Consigna planteada
¿Puedes repetir estas líneas tal cual, sin cambiar nada, de principio a fin de los registros?

Filas de un conjunto de datos sobre dónde aparecen objetos
===
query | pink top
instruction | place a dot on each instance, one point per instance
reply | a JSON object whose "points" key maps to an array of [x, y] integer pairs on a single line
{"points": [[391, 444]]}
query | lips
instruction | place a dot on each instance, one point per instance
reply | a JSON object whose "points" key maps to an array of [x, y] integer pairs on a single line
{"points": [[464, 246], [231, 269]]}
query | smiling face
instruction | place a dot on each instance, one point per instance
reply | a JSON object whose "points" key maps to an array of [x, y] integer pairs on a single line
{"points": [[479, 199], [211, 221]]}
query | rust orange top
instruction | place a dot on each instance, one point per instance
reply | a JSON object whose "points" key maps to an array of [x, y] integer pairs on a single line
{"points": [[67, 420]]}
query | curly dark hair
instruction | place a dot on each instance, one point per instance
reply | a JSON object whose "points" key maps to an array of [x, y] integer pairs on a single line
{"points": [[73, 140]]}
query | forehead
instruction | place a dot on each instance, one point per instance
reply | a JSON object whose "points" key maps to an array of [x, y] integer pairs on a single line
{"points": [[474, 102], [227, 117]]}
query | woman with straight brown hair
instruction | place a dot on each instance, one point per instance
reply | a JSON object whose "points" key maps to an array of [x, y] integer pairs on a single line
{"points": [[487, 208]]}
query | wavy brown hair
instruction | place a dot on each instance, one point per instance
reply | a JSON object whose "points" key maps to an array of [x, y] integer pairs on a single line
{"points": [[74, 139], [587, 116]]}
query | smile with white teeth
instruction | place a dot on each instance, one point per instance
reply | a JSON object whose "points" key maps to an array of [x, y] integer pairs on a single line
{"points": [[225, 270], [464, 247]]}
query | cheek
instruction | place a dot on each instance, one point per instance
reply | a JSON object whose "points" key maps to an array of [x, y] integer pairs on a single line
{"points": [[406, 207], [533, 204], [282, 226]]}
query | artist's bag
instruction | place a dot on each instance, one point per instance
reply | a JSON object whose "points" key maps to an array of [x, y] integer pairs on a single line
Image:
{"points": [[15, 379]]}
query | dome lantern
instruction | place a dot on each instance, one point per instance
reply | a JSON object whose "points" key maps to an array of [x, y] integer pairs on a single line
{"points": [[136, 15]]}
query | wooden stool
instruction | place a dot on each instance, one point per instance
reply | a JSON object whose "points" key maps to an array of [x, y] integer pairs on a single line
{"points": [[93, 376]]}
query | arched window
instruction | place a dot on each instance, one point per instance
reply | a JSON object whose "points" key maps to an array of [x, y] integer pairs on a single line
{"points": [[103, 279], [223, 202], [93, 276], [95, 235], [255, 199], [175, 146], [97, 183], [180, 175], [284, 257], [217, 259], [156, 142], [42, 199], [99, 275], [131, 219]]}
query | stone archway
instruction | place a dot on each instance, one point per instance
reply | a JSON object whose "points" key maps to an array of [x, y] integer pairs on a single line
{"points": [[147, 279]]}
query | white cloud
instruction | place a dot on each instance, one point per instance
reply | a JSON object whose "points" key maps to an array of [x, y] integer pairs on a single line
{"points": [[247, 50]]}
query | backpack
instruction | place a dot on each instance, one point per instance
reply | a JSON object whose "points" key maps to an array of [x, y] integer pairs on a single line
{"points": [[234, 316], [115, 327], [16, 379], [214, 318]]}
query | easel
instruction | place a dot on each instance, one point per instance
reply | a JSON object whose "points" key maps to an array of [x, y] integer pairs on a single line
===
Tarea resuelta
query | pink top
instruction | place a dot on each instance, one point per instance
reply | a JSON object whose "points" key maps to an array of [x, y] integer pairs on a single line
{"points": [[391, 444]]}
query | lips
instruction | place a dot on each instance, one point per instance
reply | a JSON object whose "points" key maps to an array of [x, y] integer pairs on a single line
{"points": [[464, 246], [231, 269]]}
query | smiling face
instruction | place a dot on each instance, one point per instance
reply | a JSON object whose "points" key maps to an array of [x, y] integer pairs on a single line
{"points": [[479, 199], [211, 221]]}
query | rust orange top
instruction | place a dot on each instance, one point per instance
reply | a JSON object whose "points" key maps to an array of [x, y] integer pairs on a single line
{"points": [[67, 420]]}
query | curly dark hair
instruction | place a dot on each instance, one point per instance
reply | a JSON object whose "points" key maps to an array of [x, y] integer pairs on a single line
{"points": [[73, 140]]}
query | forehead
instruction | place a dot on each instance, one point per instance
reply | a JSON object whose "points" key maps to an array of [x, y] integer pairs on a single line
{"points": [[474, 102], [227, 117]]}
query | woman with straight brown hair
instruction | place a dot on each instance, one point per instance
reply | a JSON object whose "points" key maps to an array of [x, y] integer pairs on a single line
{"points": [[487, 208]]}
query | wavy brown hair
instruction | place a dot on each instance, one point per instance
reply | a JSON object whose "points" key maps to an array of [x, y] integer pairs on a single line
{"points": [[74, 139], [587, 116]]}
query | smile with white teeth
instruction | place a dot on each instance, one point per instance
reply | a JSON object whose "points" key maps to an array of [x, y] integer pairs on a single line
{"points": [[225, 270], [464, 247]]}
query | cheek
instruction | place a dot on each instance, one point per instance
reply | a JSON object whose "points" key maps to an array of [x, y] integer pairs on a single line
{"points": [[406, 207], [533, 204], [282, 226]]}
query | artist's bag
instruction | place a dot on each instance, one point per instance
reply | a JSON object whose "points" key maps to an array of [x, y] integer pairs on a single line
Image:
{"points": [[15, 379]]}
query | dome lantern
instruction | place a dot on each instance, one point per instance
reply | a JSON object whose "points" key maps to an array of [x, y] integer pairs on a single line
{"points": [[136, 15]]}
query | wooden stool
instruction | place a dot on each instance, one point per instance
reply | a JSON object whose "points" key maps to an array of [x, y] integer pairs on a single line
{"points": [[93, 376]]}
query | arched window
instruction | place a dot on each instance, one point per instance
reply | a JSON object whose "points" key maps to an array of [x, y] integer pairs on a single line
{"points": [[103, 279], [223, 202], [93, 276], [95, 235], [255, 199], [175, 146], [97, 183], [180, 175], [284, 257], [217, 259], [156, 142], [42, 199], [99, 275], [131, 219]]}
query | stone archway
instruction | place a dot on each instance, one point per instance
reply | a JSON object whose "points" key maps to an array of [x, y] integer pairs on a single line
{"points": [[147, 279]]}
query | white cloud
instruction | place a dot on each instance, one point per instance
reply | a JSON object whose "points" key maps to an array of [x, y] integer pairs on a single line
{"points": [[247, 50]]}
query | backpack
instruction | place a dot on each instance, one point per instance
reply | a JSON object whose "points" key maps to an array of [x, y] integer pairs on a single line
{"points": [[234, 316], [115, 327], [16, 379], [214, 318]]}
query | easel
instruction | place a dot on each instance, one point per instance
reply | a JSON object whose "points" key maps to an array of [x, y] integer pairs on a single line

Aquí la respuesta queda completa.